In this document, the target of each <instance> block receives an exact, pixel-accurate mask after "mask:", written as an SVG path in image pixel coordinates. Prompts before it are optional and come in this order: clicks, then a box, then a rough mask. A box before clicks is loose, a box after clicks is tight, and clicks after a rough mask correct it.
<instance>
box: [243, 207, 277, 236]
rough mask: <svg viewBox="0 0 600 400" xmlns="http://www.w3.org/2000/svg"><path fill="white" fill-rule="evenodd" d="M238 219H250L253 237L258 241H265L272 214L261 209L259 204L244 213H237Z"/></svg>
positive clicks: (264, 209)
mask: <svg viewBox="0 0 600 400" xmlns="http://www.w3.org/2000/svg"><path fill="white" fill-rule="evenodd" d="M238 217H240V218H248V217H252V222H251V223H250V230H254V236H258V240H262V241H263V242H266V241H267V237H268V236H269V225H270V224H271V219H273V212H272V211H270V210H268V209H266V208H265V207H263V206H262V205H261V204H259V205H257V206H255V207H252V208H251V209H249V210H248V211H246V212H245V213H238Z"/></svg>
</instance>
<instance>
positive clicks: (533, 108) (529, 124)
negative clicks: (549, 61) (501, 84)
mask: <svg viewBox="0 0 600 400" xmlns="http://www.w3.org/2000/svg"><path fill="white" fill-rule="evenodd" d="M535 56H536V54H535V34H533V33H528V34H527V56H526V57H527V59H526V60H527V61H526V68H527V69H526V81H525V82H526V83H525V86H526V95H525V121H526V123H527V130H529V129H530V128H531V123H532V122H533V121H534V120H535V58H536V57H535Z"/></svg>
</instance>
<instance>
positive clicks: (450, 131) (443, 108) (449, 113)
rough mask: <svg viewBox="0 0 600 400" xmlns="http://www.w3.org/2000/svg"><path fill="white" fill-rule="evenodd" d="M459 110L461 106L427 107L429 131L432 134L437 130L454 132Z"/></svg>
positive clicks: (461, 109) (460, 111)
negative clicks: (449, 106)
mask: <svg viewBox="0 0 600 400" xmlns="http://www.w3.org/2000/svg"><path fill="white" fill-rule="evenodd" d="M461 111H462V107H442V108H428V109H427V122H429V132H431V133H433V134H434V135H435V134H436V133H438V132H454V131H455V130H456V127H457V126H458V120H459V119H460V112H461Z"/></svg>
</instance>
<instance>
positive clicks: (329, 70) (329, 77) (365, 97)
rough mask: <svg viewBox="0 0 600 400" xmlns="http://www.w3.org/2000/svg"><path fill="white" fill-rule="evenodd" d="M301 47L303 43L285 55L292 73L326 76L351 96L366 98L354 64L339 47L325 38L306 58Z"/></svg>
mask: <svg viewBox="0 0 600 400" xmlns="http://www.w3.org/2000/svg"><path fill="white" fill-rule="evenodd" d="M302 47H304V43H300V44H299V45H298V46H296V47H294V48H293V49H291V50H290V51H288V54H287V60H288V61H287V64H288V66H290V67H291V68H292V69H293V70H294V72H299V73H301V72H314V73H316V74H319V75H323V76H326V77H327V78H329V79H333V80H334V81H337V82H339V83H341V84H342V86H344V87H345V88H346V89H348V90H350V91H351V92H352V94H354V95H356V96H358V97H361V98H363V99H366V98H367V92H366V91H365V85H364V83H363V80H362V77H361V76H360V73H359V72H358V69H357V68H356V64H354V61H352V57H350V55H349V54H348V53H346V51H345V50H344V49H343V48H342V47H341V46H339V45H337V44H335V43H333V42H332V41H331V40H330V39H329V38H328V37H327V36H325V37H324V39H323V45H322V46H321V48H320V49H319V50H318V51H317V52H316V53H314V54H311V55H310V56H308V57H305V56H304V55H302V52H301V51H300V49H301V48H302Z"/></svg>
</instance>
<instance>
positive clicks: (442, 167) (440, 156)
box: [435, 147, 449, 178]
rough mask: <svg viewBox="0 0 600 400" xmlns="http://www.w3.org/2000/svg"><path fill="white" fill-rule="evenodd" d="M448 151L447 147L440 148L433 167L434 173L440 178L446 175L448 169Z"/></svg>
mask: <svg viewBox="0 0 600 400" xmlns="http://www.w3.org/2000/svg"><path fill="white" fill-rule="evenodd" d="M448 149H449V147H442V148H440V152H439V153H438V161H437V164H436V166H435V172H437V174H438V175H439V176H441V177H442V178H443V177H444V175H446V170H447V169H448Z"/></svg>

+ + + +

What the task asks: Output the rows from the line containing "151L447 147L440 148L433" through the end of the rows as a two-column CSV with the headers rough_mask and mask, one line per row. Put each value in a single quoted field and replace any line breaks with spaces.

Answer below:
rough_mask,mask
"rough mask: <svg viewBox=""0 0 600 400"" xmlns=""http://www.w3.org/2000/svg""><path fill=""white"" fill-rule=""evenodd"" d=""M448 151L447 147L440 148L433 167L434 173L440 178L446 175L448 169Z""/></svg>","mask: <svg viewBox=""0 0 600 400"" xmlns=""http://www.w3.org/2000/svg""><path fill=""white"" fill-rule=""evenodd"" d=""M448 149H449V147H442V148H440V152H439V153H438V161H437V164H436V166H435V172H437V174H438V175H439V176H441V177H442V178H443V177H444V175H446V170H447V169H448Z""/></svg>"